_EXERCISE DESCRIPTION:_ Could you copy every line of the material below word for word, with no changes?

^^^^^^^^^^^^^^^^

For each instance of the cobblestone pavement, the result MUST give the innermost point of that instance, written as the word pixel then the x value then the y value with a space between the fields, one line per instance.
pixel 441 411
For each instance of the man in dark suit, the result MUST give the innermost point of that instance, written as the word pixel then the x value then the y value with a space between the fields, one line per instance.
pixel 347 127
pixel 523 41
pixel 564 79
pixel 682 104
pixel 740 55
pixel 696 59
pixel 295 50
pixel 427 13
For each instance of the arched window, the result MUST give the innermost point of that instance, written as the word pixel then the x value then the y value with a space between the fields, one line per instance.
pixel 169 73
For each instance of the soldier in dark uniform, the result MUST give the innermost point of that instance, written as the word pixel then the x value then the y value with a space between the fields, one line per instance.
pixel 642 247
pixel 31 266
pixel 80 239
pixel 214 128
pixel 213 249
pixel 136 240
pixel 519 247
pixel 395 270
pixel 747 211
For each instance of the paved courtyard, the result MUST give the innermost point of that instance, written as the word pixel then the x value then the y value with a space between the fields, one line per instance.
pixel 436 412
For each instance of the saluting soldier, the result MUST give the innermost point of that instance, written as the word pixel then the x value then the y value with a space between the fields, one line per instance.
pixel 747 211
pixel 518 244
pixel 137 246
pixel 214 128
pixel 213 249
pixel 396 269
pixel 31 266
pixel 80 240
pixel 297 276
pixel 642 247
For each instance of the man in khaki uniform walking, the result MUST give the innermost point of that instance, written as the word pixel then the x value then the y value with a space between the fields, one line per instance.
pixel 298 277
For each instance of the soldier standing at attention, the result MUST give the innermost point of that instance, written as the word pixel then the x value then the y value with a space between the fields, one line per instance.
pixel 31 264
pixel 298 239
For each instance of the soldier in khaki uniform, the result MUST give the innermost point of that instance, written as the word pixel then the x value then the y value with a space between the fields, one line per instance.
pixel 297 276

^^^^^^^^^^^^^^^^

_EXERCISE OUTPUT:_
For each instance of the cobblestone pavement, the result MUST give the innermost point of that instance, written as the word pixel then the x value then the y value with a space between the fields, one line per instance.
pixel 441 411
For each instance of the man in dark suit, the result MUST give the innermost point of that instance, written as the word pixel then the x value then the y value with a space between the fields, one line per instance.
pixel 347 127
pixel 523 41
pixel 564 79
pixel 682 104
pixel 740 55
pixel 696 59
pixel 295 50
pixel 427 13
For each instance of the arched window, the result MUST give the innermost point of that instance, written as the word pixel then the x value then the y value with a space between the fields, one line per instance.
pixel 169 73
For each instance of the soldier in dark uniform, the result MUST give the innermost point of that instance, written as the word pixel then the x value then the y value with a space between the fields, one line per instance.
pixel 642 247
pixel 31 266
pixel 80 239
pixel 214 128
pixel 213 249
pixel 136 240
pixel 519 247
pixel 395 270
pixel 747 211
For each instance of the paved courtyard, the result MUST give the innermost point of that instance, written as the word pixel then the x value then the y value with a space between the fields, one line per instance.
pixel 436 412
For each instance of the saluting soldier, the result MUST give the innermost point of that instance, written as the word pixel then the x value then the y value with a space between the fields, one line per instance.
pixel 747 211
pixel 518 244
pixel 137 246
pixel 214 128
pixel 213 249
pixel 396 269
pixel 31 266
pixel 80 240
pixel 297 276
pixel 642 247
For each instance of the man in khaki uniform walking, the result MUST give the innermost point of that instance, written as the word pixel then the x value then the y value with a space between the fields, one line per instance.
pixel 298 277
For each instance of the soldier standing at attention, the result MUST give the innermost point of that instance, written as the word pixel then the x value then the y value with a space between the fields, one line per instance.
pixel 31 264
pixel 298 239
For each instance of the soldier in khaki uniform, the result MUST give the innermost point of that instance, written as the word pixel then the x value then the y value with a space between the fields, one line per instance.
pixel 297 276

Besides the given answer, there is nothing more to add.